**PROVIDED RECORDS:**
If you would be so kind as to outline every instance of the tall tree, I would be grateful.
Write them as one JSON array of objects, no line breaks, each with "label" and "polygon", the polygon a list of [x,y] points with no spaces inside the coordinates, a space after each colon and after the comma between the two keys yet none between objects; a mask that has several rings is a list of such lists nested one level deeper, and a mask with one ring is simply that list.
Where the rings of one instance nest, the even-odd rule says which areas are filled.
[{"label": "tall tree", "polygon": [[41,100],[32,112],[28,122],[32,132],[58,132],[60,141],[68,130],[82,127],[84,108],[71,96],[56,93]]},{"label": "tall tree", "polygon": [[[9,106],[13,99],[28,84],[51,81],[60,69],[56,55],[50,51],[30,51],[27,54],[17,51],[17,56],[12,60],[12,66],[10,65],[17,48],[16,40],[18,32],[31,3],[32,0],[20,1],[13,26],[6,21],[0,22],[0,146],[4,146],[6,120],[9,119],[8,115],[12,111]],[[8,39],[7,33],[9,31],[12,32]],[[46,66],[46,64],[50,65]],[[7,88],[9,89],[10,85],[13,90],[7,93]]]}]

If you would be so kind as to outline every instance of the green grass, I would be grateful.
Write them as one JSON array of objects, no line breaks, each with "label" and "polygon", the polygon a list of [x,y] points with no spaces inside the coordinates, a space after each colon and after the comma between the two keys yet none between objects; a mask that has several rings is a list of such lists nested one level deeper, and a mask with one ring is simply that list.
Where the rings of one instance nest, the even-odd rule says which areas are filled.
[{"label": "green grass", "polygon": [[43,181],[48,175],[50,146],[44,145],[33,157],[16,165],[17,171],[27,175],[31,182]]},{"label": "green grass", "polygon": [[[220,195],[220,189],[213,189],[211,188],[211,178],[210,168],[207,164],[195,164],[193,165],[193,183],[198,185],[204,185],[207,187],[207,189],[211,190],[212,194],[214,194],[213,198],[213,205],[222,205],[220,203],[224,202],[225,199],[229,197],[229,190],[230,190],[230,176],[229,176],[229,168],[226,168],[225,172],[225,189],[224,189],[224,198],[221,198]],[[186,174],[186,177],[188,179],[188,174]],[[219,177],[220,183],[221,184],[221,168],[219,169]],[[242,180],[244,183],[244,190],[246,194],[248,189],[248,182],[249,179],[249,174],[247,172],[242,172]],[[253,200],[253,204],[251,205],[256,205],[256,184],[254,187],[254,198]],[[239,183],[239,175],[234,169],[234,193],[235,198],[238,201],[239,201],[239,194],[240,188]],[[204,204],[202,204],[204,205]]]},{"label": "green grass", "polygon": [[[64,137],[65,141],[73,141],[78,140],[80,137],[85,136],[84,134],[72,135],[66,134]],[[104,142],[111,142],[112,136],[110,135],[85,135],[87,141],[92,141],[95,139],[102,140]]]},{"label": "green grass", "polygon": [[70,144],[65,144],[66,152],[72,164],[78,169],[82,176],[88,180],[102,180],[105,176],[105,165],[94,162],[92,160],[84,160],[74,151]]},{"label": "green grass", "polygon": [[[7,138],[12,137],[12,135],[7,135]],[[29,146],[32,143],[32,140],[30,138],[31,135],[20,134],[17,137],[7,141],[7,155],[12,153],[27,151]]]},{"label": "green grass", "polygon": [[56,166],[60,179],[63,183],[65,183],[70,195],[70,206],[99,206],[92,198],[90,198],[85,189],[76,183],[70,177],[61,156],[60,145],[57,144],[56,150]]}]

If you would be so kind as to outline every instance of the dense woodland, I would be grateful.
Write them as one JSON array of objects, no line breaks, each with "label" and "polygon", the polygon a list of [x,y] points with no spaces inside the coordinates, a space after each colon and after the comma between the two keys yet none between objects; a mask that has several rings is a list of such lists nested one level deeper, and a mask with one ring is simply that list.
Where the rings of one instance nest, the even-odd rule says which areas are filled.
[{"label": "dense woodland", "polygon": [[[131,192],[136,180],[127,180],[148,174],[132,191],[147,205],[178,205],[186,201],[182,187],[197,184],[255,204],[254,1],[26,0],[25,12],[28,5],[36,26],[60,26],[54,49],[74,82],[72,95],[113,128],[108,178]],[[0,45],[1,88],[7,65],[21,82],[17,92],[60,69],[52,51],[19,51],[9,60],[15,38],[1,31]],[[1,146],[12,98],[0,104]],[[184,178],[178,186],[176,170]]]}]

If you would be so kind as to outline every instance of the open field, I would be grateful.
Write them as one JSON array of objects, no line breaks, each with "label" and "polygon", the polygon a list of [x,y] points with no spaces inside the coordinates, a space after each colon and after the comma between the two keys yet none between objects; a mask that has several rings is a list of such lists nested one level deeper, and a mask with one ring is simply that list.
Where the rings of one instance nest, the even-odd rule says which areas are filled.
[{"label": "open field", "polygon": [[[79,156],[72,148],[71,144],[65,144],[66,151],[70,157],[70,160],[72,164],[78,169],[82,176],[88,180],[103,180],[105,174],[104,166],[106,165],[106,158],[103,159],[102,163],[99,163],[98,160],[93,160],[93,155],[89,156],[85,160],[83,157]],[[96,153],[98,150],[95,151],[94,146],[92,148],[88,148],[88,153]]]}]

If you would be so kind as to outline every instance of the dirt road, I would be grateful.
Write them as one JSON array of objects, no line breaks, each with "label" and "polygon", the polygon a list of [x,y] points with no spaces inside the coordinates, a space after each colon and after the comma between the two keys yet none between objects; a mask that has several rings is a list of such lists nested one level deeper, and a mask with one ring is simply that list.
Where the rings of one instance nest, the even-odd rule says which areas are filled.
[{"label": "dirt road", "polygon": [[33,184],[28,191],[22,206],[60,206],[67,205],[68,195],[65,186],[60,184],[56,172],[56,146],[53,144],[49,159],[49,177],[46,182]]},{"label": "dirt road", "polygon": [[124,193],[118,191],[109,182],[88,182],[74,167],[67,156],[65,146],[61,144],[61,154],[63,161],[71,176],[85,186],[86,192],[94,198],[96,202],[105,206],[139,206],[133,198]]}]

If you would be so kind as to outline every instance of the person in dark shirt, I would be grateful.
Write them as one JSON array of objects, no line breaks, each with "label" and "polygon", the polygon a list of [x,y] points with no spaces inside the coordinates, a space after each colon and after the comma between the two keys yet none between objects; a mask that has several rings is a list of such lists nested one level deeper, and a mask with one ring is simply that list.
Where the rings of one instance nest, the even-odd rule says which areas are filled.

**DIRECTIONS FOR THIS TASK:** Rewrite all the records with "outline every instance" swapped for "trace each instance" wherever it occurs, and leave everything else unchanged.

**WRITTEN SOLUTION:**
If you would be so kind as to trace each instance of the tall tree, I would be grateful.
Write them as one JSON array of objects, no line breaks, each with "label" and "polygon", the polygon a list of [x,y] points with no spaces inside the coordinates, a space after each colon and after the comma between the two keys yet none between objects; a mask that has several rings is a list of such lists nested one level deeper, and a mask with one ring is simply that list.
Where the rings of one instance nest, the even-odd rule says which areas are filled.
[{"label": "tall tree", "polygon": [[41,100],[32,112],[28,122],[32,132],[58,132],[60,141],[68,130],[82,127],[84,108],[71,96],[56,93]]},{"label": "tall tree", "polygon": [[[9,106],[13,99],[28,84],[51,81],[60,69],[56,55],[50,51],[30,51],[27,54],[17,51],[17,56],[12,60],[12,66],[10,65],[17,48],[16,40],[18,32],[31,3],[32,0],[20,1],[13,26],[6,21],[0,22],[0,146],[4,146],[6,120],[9,119],[8,115],[12,111]],[[8,39],[7,33],[9,31],[12,32]],[[46,66],[46,64],[50,65]],[[7,88],[9,89],[10,85],[13,90],[7,93]]]}]

If you would be so kind as to trace each instance of the green grass, I would be grateful.
Write them as one JSON array of objects, no line breaks, each with "label" and "polygon", the polygon a list of [x,y] points with no spaces inside the coordinates, a space after each colon and after the comma between the two keys yet none between objects; a mask that has several rings is a list of such lists nested one level deeper, and a mask with one ring is simply that list.
Where the rings of one instance nest, the even-odd rule says which areas are filled.
[{"label": "green grass", "polygon": [[43,181],[48,175],[50,146],[44,145],[33,157],[16,165],[17,171],[27,175],[31,182]]},{"label": "green grass", "polygon": [[[220,195],[220,189],[213,189],[211,188],[211,178],[210,168],[207,164],[195,164],[193,165],[193,183],[198,185],[204,185],[207,187],[207,189],[211,190],[212,194],[214,194],[213,198],[213,205],[222,205],[220,203],[224,202],[225,199],[229,197],[229,190],[230,190],[230,176],[229,176],[229,168],[226,168],[225,172],[225,189],[224,189],[224,198],[221,198]],[[186,174],[186,177],[188,179],[188,174]],[[219,177],[220,183],[221,184],[221,168],[219,169]],[[242,180],[244,183],[244,190],[246,194],[248,189],[248,182],[249,179],[249,174],[247,172],[242,172]],[[253,200],[253,204],[251,205],[256,205],[256,184],[254,187],[254,198]],[[239,183],[239,175],[234,169],[234,193],[235,198],[238,201],[239,201],[239,194],[240,188]],[[204,204],[202,204],[204,205]]]},{"label": "green grass", "polygon": [[[64,137],[65,141],[73,141],[78,140],[80,137],[85,136],[84,134],[72,135],[66,134]],[[104,142],[111,142],[112,136],[110,135],[85,135],[87,141],[92,141],[95,139],[102,140]]]},{"label": "green grass", "polygon": [[70,144],[65,144],[66,152],[72,164],[78,169],[82,176],[88,180],[102,180],[105,176],[105,165],[94,162],[92,160],[84,160],[74,151]]},{"label": "green grass", "polygon": [[[7,138],[12,137],[12,135],[7,135]],[[29,146],[32,143],[32,140],[30,138],[31,135],[20,134],[17,137],[7,141],[7,155],[12,153],[27,151]]]},{"label": "green grass", "polygon": [[56,166],[60,179],[63,183],[65,183],[70,195],[70,206],[99,206],[92,198],[90,198],[85,189],[76,183],[70,177],[61,156],[60,145],[57,144],[56,150]]}]

If you would be so kind as to trace each instance of the dense woodland, I would be grateful.
Write them as one JSON array of objects, no line breaks, each with "label" and "polygon", the polygon a list of [x,y] points with no spaces inside the coordinates, a space after each colon and after the comma between the two keys yet none between objects; a mask that has several rings is a list of such lists nested one level deeper, and a mask with one ring is simply that list.
Where the rings of one instance nest, the even-odd rule says which areas are filled.
[{"label": "dense woodland", "polygon": [[[131,192],[136,180],[127,180],[148,174],[132,191],[147,205],[178,205],[186,201],[182,187],[197,184],[255,204],[254,1],[26,0],[25,12],[28,5],[36,26],[60,26],[54,49],[74,82],[72,95],[113,128],[108,178]],[[0,45],[1,88],[7,65],[21,82],[17,92],[60,69],[52,51],[19,51],[9,60],[15,38],[1,31]],[[1,146],[12,98],[0,104]],[[184,178],[178,186],[176,170]]]}]

If you would be so kind as to trace each instance of the open field, I would be grateful.
Write them as one JSON array of objects, no line breaks, each with "label" and "polygon", the polygon a list of [x,y] points with no spaces inside the coordinates, a space after each colon and after the comma between the two keys yet none between objects; a mask that has several rings is a list of such lists nested one level deeper, and a mask with one ring is simply that list.
Where the rings of one instance nest, the even-odd rule says which areas are filled.
[{"label": "open field", "polygon": [[[79,156],[72,148],[71,144],[65,144],[66,151],[70,157],[70,160],[72,164],[78,169],[82,176],[88,180],[103,180],[105,174],[104,166],[106,165],[106,158],[103,159],[102,163],[99,163],[98,160],[93,160],[93,155],[89,156],[85,160],[83,157]],[[96,153],[98,150],[95,151],[94,146],[92,148],[88,148],[88,153]]]}]

If you would be so kind as to trace each instance of the dirt road, I would be grateful.
Write them as one JSON array of objects, no line breaks, each with "label" and "polygon", the polygon a list of [x,y] points with no spaces inside the coordinates, a space after each colon and after the comma between the two keys yet none between objects; a mask that has several rings is a list of such lists nested one level deeper, and a mask with one ring is simply that list.
Where the rings of one instance nest, the even-odd rule says which areas are filled.
[{"label": "dirt road", "polygon": [[33,184],[28,191],[22,206],[60,206],[67,205],[68,195],[65,186],[60,184],[56,172],[56,146],[53,144],[49,159],[49,177],[46,182]]},{"label": "dirt road", "polygon": [[124,193],[118,191],[109,182],[88,182],[74,167],[67,156],[65,146],[61,144],[61,154],[63,161],[71,176],[85,186],[86,192],[94,198],[96,202],[105,206],[139,206],[133,198]]}]

If you would be so kind as to trace each instance of the person in dark shirt, I would be grateful.
Write them as one JSON array of objects, no line breaks, each with "label" and "polygon", the polygon a list of [x,y] points with no spaces inside the coordinates, a space after each colon and after the comma between the two keys yet none between objects; a mask that has several rings is a list of such lists nested one level deeper, and a mask with one ring is simply that list.
Where the rings of one instance nest, the even-odd rule says which areas are filled.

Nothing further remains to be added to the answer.